(Dataset entries)

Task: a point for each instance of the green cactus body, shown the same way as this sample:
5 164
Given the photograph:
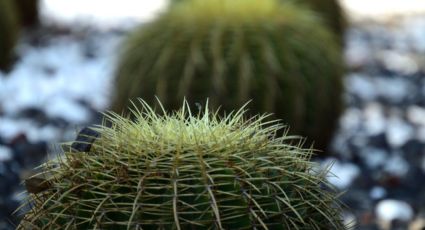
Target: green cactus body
9 32
275 54
185 171
331 11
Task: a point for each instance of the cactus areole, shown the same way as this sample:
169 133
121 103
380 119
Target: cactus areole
184 171
276 54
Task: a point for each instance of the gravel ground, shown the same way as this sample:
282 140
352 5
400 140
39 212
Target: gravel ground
63 75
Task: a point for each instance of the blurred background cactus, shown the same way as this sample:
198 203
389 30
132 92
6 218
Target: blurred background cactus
9 32
276 54
184 171
332 13
330 10
28 11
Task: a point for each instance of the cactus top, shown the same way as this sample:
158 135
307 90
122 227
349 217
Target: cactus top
232 12
185 171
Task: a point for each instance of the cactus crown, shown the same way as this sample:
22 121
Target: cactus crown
184 171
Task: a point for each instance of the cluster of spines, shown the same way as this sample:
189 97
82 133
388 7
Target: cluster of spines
183 171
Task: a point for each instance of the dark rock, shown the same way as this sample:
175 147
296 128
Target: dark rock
29 154
35 114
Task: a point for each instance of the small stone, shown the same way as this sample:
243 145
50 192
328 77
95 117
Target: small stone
398 132
377 193
396 165
5 154
416 115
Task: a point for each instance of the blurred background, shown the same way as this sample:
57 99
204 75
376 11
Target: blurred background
61 73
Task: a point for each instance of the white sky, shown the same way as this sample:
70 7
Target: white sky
106 11
110 11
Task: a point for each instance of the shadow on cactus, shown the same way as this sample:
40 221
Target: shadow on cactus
184 171
9 31
275 54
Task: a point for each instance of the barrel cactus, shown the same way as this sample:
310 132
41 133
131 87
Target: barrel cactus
275 54
184 170
330 10
332 13
9 31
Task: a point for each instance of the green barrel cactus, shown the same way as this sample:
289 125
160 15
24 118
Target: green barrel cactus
9 31
332 13
330 10
184 170
275 54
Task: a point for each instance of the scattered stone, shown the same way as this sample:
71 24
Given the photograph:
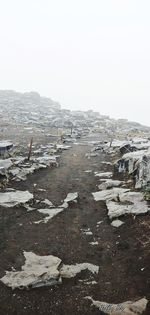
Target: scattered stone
117 223
126 308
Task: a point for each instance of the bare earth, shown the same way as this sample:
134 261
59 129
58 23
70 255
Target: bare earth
121 253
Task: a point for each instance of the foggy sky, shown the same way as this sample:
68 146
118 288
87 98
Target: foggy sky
83 53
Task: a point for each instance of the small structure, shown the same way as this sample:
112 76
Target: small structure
5 147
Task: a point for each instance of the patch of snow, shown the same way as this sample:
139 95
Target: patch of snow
36 272
108 194
126 308
70 271
109 183
106 174
50 213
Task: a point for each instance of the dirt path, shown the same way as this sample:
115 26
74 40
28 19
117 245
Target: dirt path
121 253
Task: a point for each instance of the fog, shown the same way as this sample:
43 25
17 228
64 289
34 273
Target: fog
85 54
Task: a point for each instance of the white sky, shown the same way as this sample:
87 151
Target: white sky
83 53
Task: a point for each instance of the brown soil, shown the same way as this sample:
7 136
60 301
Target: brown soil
121 253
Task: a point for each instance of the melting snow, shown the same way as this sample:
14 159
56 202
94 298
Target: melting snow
13 198
126 308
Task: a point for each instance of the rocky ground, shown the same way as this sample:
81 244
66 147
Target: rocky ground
122 254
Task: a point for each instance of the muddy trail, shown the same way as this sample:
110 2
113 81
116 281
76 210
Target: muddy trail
122 254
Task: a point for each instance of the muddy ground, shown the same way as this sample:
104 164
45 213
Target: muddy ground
121 253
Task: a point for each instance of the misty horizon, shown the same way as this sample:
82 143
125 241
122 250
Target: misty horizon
87 55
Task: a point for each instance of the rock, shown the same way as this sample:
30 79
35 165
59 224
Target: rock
14 198
126 308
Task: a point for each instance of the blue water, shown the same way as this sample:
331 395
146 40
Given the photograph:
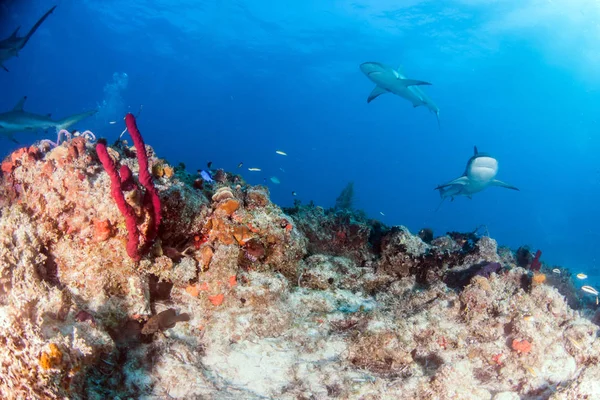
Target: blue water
230 81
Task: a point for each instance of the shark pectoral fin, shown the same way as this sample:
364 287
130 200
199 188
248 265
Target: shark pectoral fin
412 82
20 103
14 34
463 180
496 182
376 92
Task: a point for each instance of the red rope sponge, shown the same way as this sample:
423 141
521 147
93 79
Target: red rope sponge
123 180
124 207
144 175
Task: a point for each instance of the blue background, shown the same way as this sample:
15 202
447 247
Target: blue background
232 81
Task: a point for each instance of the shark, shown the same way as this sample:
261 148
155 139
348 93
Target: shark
480 173
18 120
11 46
390 80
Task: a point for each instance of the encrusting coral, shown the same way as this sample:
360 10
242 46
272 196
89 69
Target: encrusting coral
235 298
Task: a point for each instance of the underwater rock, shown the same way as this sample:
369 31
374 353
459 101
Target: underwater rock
332 304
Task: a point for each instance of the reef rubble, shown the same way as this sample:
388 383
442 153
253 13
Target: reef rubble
237 298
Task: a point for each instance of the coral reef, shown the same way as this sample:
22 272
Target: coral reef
237 298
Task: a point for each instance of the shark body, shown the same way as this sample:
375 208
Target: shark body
389 80
480 173
11 46
18 120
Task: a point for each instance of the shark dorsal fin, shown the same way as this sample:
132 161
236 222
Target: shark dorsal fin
19 105
14 34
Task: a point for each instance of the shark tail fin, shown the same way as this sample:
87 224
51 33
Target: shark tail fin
66 123
37 25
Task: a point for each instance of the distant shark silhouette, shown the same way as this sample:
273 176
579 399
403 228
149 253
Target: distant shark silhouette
389 80
480 173
11 46
18 120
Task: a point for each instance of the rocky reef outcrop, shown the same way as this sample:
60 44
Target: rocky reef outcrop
237 298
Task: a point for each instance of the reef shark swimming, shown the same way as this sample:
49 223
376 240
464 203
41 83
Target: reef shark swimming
480 173
11 46
18 120
389 80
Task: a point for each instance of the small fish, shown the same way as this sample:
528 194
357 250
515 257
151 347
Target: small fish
164 320
589 289
206 176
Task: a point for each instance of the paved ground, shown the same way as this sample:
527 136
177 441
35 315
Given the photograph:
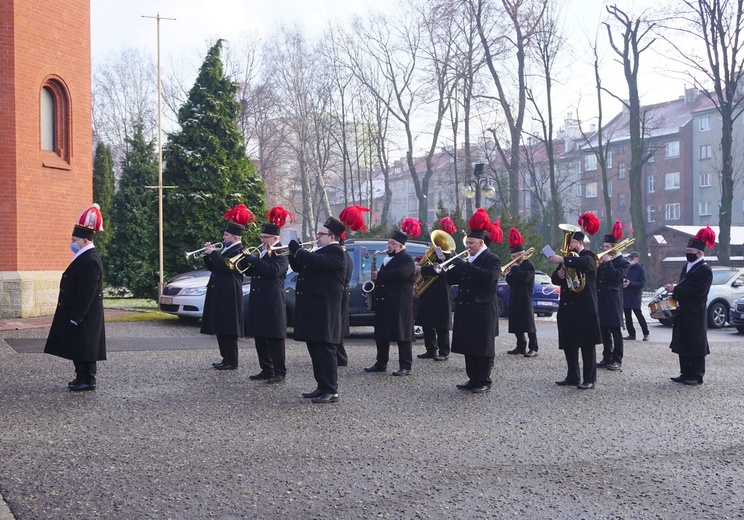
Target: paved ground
165 436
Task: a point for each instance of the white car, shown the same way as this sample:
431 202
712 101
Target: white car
727 287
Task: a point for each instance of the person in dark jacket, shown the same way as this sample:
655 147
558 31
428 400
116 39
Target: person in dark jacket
610 275
578 317
394 302
318 321
266 314
690 331
223 304
78 332
521 280
476 322
635 281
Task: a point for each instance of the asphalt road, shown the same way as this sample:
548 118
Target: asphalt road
165 436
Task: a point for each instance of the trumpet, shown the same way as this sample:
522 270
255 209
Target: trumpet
524 255
284 250
199 253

> **Instructions to follow**
Only the lines from the one that contains "Target: rocky reef outcrop" to the end of the records, inclusive, are to be quoted exactly, with pictures excluded.

> **Task output**
Target: rocky reef outcrop
237 298
Task: a point for each instance of the reef shark swimming, shown the same way as this sample:
49 223
376 240
464 203
41 83
Target: reef shark swimming
480 173
11 46
18 120
389 80
Task: a point for each instance of the small fish, shown the same way as this sample:
528 194
357 250
515 257
151 347
Target: small fish
164 320
589 289
206 176
Task: a point for each instance of the paved ground, shown the same way as this sample:
527 136
177 441
35 315
Given the photograph:
Target: paved ground
165 436
Task: a point for each instance of the white car, shown the same way as this sample:
431 202
712 101
Target: white car
727 287
Task: a point for each instance of the person in dark jacket, shown the same way as this sample:
655 147
558 31
428 400
116 39
Target: person in dark jacket
610 275
578 317
394 302
318 321
266 314
690 331
223 304
78 332
521 280
476 322
635 281
Task: a point for each instance of the asphalt road, shown the same way as this sample:
548 118
Target: asphalt road
165 436
Task: a point for each instance of the trumpet, shown the same way as this sample:
522 270
255 209
Target: trumpet
524 255
284 250
199 253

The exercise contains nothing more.